Exercise goal:
Output every entry below exactly, without its pictures.

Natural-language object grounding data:
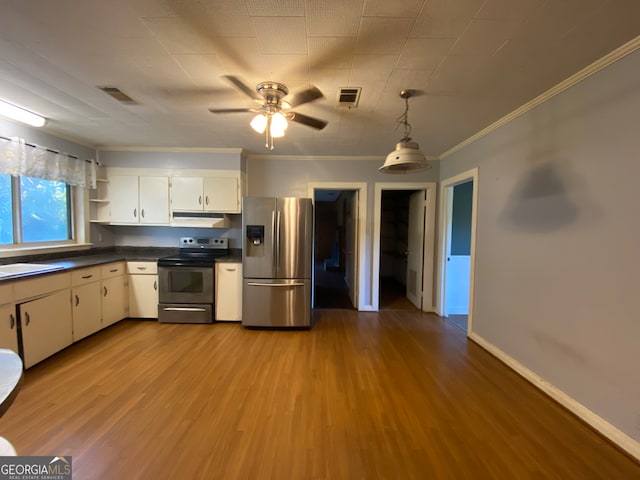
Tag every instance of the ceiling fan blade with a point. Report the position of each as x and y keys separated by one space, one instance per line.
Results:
x=232 y=110
x=306 y=120
x=240 y=85
x=305 y=96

Result:
Tag every instance of the ceiling fan blade with a point. Report the position of each as x and y keys separated by one space, one instance per line.
Results:
x=232 y=110
x=306 y=120
x=240 y=85
x=305 y=96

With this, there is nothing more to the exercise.